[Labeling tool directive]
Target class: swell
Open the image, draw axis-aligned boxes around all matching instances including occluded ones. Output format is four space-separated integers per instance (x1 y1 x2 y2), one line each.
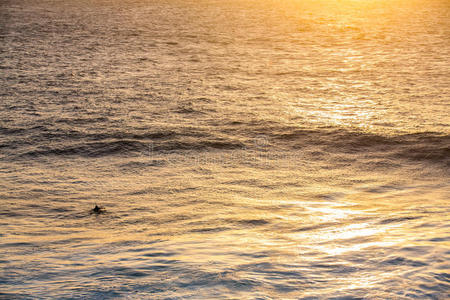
0 120 450 166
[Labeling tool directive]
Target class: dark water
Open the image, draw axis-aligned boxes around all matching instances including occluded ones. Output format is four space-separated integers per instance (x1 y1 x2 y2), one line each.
0 0 450 299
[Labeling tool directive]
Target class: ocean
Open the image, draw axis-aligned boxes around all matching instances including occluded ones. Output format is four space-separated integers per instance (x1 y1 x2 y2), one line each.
0 0 450 299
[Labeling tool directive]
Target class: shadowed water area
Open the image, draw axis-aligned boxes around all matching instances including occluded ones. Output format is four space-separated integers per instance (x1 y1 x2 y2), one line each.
0 0 450 299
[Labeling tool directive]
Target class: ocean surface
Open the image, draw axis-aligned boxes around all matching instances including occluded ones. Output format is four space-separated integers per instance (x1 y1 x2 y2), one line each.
0 0 450 299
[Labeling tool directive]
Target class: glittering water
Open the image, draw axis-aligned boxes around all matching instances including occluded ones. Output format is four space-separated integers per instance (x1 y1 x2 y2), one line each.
0 0 450 299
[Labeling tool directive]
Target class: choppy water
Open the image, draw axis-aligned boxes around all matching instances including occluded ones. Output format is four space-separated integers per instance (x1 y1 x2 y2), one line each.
0 0 450 299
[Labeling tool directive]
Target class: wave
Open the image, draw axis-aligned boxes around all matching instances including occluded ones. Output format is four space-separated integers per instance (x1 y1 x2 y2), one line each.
0 121 450 166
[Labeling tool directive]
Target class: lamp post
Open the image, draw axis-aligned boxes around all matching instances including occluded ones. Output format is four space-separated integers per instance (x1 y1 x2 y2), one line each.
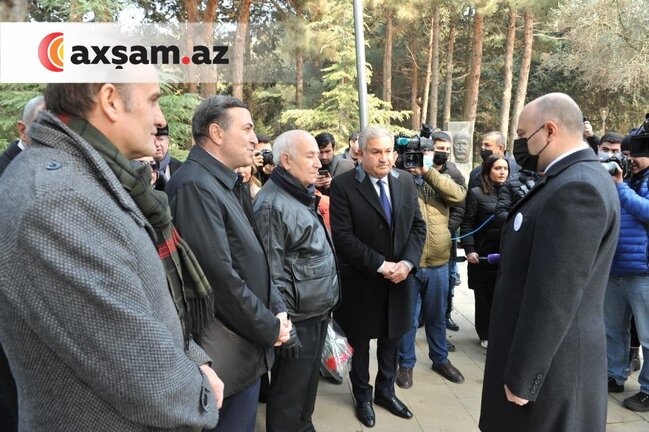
599 107 608 135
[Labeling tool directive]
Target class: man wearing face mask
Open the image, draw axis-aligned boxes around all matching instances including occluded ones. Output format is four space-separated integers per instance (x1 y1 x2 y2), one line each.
469 131 518 190
480 93 620 432
397 140 466 389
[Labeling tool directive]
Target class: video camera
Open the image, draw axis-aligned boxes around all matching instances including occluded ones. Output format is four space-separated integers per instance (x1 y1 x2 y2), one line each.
394 124 435 169
255 149 273 166
600 153 631 179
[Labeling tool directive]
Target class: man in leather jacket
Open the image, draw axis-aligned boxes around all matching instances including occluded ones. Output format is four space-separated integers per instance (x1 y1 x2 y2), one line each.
254 130 340 432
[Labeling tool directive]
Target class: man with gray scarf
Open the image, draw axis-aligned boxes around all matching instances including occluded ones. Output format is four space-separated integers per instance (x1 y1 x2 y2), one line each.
0 76 223 432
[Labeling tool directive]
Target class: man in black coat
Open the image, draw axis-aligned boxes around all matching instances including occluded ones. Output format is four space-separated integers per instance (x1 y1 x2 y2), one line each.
167 96 291 432
0 96 45 176
480 93 620 432
330 126 426 427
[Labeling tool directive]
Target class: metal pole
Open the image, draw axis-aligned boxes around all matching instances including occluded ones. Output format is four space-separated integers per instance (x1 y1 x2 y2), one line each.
354 0 368 130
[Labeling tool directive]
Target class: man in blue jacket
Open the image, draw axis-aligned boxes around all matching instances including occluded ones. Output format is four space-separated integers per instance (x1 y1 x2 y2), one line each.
604 134 649 412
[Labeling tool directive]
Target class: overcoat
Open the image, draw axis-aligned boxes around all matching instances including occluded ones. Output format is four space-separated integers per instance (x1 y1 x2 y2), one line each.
480 148 620 432
167 146 286 397
330 165 426 339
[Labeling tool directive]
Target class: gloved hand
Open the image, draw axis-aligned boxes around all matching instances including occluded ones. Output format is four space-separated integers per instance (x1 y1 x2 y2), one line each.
277 326 302 360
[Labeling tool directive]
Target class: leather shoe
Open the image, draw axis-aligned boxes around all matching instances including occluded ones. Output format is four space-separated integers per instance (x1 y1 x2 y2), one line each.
433 362 464 384
374 396 412 419
356 402 376 427
397 366 412 389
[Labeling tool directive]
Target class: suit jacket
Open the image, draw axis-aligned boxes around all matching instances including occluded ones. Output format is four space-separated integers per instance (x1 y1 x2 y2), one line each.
0 140 22 177
0 111 218 432
166 146 286 397
330 165 426 338
480 149 620 432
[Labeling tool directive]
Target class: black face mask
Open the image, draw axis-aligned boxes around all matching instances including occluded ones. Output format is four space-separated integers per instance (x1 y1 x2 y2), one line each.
433 152 448 166
480 149 494 162
514 126 550 172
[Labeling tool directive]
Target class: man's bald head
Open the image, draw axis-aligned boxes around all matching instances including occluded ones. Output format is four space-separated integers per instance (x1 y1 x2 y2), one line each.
528 93 584 141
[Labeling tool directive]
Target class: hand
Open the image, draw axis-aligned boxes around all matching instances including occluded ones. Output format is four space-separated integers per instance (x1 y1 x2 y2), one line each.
505 384 529 406
277 326 302 360
315 173 331 189
408 166 429 177
275 312 293 346
199 364 225 409
613 163 624 183
385 261 410 283
466 252 480 264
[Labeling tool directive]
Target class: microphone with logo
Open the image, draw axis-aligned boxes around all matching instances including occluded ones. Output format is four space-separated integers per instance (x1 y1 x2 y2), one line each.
455 254 500 264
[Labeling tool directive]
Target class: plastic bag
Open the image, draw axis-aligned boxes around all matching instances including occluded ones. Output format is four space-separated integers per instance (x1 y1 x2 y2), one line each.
320 320 354 384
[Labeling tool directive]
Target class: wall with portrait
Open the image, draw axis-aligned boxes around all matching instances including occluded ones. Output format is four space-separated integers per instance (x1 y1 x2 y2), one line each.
447 121 474 181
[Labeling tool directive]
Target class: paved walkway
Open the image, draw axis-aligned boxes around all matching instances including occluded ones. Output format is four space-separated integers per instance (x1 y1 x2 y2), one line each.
257 265 649 432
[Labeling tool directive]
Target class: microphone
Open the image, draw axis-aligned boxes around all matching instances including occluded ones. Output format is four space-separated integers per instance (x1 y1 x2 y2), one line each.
455 254 500 264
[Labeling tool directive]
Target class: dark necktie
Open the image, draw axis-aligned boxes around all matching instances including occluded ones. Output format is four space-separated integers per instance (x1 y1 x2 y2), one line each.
=-=-=
## Task goal
Rename "Target class" to "Object category" everywhere in the records above and give them back otherwise unchanged. Leave the pictures out.

## Solution to this problem
[Labeling tool directive]
Object category: swell
Open the image, draw axis-aligned boxes around all matching instances including occluded ones. Output format is four space-separated integers per instance (x1 y1 x2 y2), one line each.
0 120 450 166
[Labeling tool directive]
Object category: dark water
Open the image, draw axis-aligned boxes around all matching instances including occluded ones. Output format is four space-separated integers per instance (x1 y1 x2 y2), one line each.
0 0 450 299
[Labeling tool directive]
Object category: ocean
Open the image, draw axis-aligned boxes around all matching instances including occluded ones. Output format is four space-separated integers per instance (x1 y1 x2 y2), one line each.
0 0 450 299
[Labeling tool directive]
Object category: shadowed water area
Open the image, draw axis-aligned boxes around all matching instances including occluded ones. Output format is four space-separated integers per instance (x1 y1 x2 y2), one line each.
0 0 450 299
[Labeling tool directive]
Object category: ocean surface
Open the image, draw axis-aligned boxes around all matching instances including occluded ones. Output format is four space-separated integers per instance (x1 y1 x2 y2), one line each.
0 0 450 299
[Labeling tool directive]
Object category: glittering water
Open the image, draw axis-aligned boxes around all matching instances including occluded ones. Output format is four space-separated integers per instance (x1 y1 x2 y2), one line each.
0 0 450 299
[Labeling tool directive]
Object category: choppy water
Open the image, draw axis-aligned boxes around all matching instances including occluded ones. Output format is four space-separated integers per instance (x1 y1 x2 y2), one line each.
0 0 450 299
[Labeling tool directive]
Object category: wave
Open the image, draw axis-aligned boxes around all matching instances including occluded ones. Output format is four space-separated integers per instance (x1 y1 x2 y2), one line each.
0 121 450 166
[Labeling tool directive]
Object category: lamp post
Open the image, draw axis-aligned boxes around all matching instances including occluded ones. Output format is four space-separated integers per instance (x1 y1 x2 y2), one line each.
599 107 608 135
[Labeling tool directive]
Object category: man wearing face mask
Open the image, draw axis-aligned boxes around all matching instances including occluded ones. Output format is four space-separated integers per instance (x1 y1 x2 y2), one line each.
469 131 518 190
480 93 620 432
397 140 466 389
[Labeling tool directive]
Object category: video camera
Open the image, draw axis-aligned boxes around all matching instances including occluded ones. Output format is four space-separated integers per instance (x1 y1 x2 y2), one line each.
394 124 435 169
255 149 273 166
600 153 631 179
[Labeling tool directive]
Object category: man in leather jacket
Open the image, draw axis-aligned boxes around all matching instances including occluded ones. Output format is four space-separated integers per instance (x1 y1 x2 y2), one line each.
254 130 340 432
[Labeling tool directive]
Object category: man with gray scarf
Open the image, draw axis-aligned boxes around all matching instances including occluded ones. Output format is four space-separated integers per instance (x1 y1 x2 y2), one line each.
0 76 223 432
[Labeling tool directive]
Object category: man in black coat
Open the image, draw axis-aligned boxes around all matching instances including occluded ones. Output format is four space-separated integers per instance (x1 y1 x2 y2), one line each.
167 96 291 432
0 96 45 176
480 93 620 432
330 126 426 427
[Labeling tool directive]
Object category: metal pole
Open the image, draw axis-aligned boxes around all matching instances including occluded ones. Output format is four space-separated integers per instance (x1 y1 x2 y2), one line each.
354 0 368 130
[Labeling tool directive]
Object category: man in blue jacket
Open the image, draw axis-aligned boxes around all matching instances including occluded ones. Output format is four space-separated integers per instance (x1 y1 x2 y2), one line each.
604 134 649 412
[Labeling tool directive]
Object category: overcoat
Open the image, draw axis-aligned boxes around all matching instances including occluded ones. Output format is four space-separated integers per instance (x1 y1 x2 y2), one line each.
480 148 620 432
167 146 286 397
330 165 426 339
[Labeling tool directive]
Object category: gloved hand
Open the image, draw axis-aligned boxes around all matching instances including occluded ones. Output format is four space-separated integers per instance (x1 y1 x2 y2), one line each.
277 326 302 360
[Labeling tool directive]
Object category: leather shoe
Open the image, draw axis-aligned boxes around all matching instances including occluded ones. Output format is four space-separated integers per instance (x1 y1 x2 y2), one line each.
433 362 464 384
374 396 412 419
356 402 376 427
397 366 412 389
[Labeling tool directive]
Object category: suit jacket
Open the image, draw axis-aligned boxes around all matching instances including occluded ones. Output format is four space-separated integers per instance (x1 y1 x2 y2), one line each.
0 140 22 177
0 111 218 432
166 146 286 397
330 165 426 338
480 149 620 432
[Labeling tool directive]
Object category: black face mask
Open the image, draw axis-aligned boxes around all matching instances including occluded ones. Output format is four space-separated integers per instance (x1 y1 x2 y2), one line each.
433 152 448 166
480 149 494 162
514 126 550 172
[Labeling tool directive]
Object category: man's bald head
Open the image, draw axis-aligned boxes around all matching instances including occluded ones. Output format is four space-separated integers per instance (x1 y1 x2 y2), one line each.
528 93 584 141
[Labeling tool directive]
Object category: hand
Open the image, draw axis-aligned boxes around all matching instances including occluded ones. Output format is four space-separated integers per instance (x1 y1 x2 y2), one line each.
505 384 529 406
277 326 302 360
315 173 331 189
408 166 429 177
275 312 293 346
199 364 225 409
613 163 624 183
385 261 410 283
466 252 480 264
[Labeling tool directive]
Object category: microphone with logo
Open the image, draw axis-aligned boxes around all matching instances including occluded ones. Output format is four space-separated integers per instance (x1 y1 x2 y2), one line each.
455 254 500 264
[Labeling tool directive]
Object category: plastic bag
Open the image, draw axis-aligned boxes around all matching instances including occluded ones. Output format is four space-separated integers per instance (x1 y1 x2 y2), one line each.
320 320 354 384
[Labeling tool directive]
Object category: wall with portrait
Open the image, draw axis-aligned boxes around all matching instances including occluded ones. Output format is four space-separated integers per instance (x1 y1 x2 y2), one line each.
447 121 474 181
[Labeling tool directive]
Object category: paved walkway
Open the image, draw axis-aligned boxes around all matching instances including occluded ones. Output format is four space-separated integers per instance (x1 y1 x2 y2), one line each.
257 265 649 432
[Labeling tool directive]
Object category: microphone
Open the image, draw axis-aligned boxes around all matching instances including occluded ones. Output format is four space-separated integers per instance (x1 y1 x2 y2), one line each.
455 254 500 264
[Labeling tool directive]
Object category: dark necktie
Open the image, draw axis-aligned boxes around all matching instances including occluded ones. Output format is four space-separated integers per instance (x1 y1 x2 y2), one line each.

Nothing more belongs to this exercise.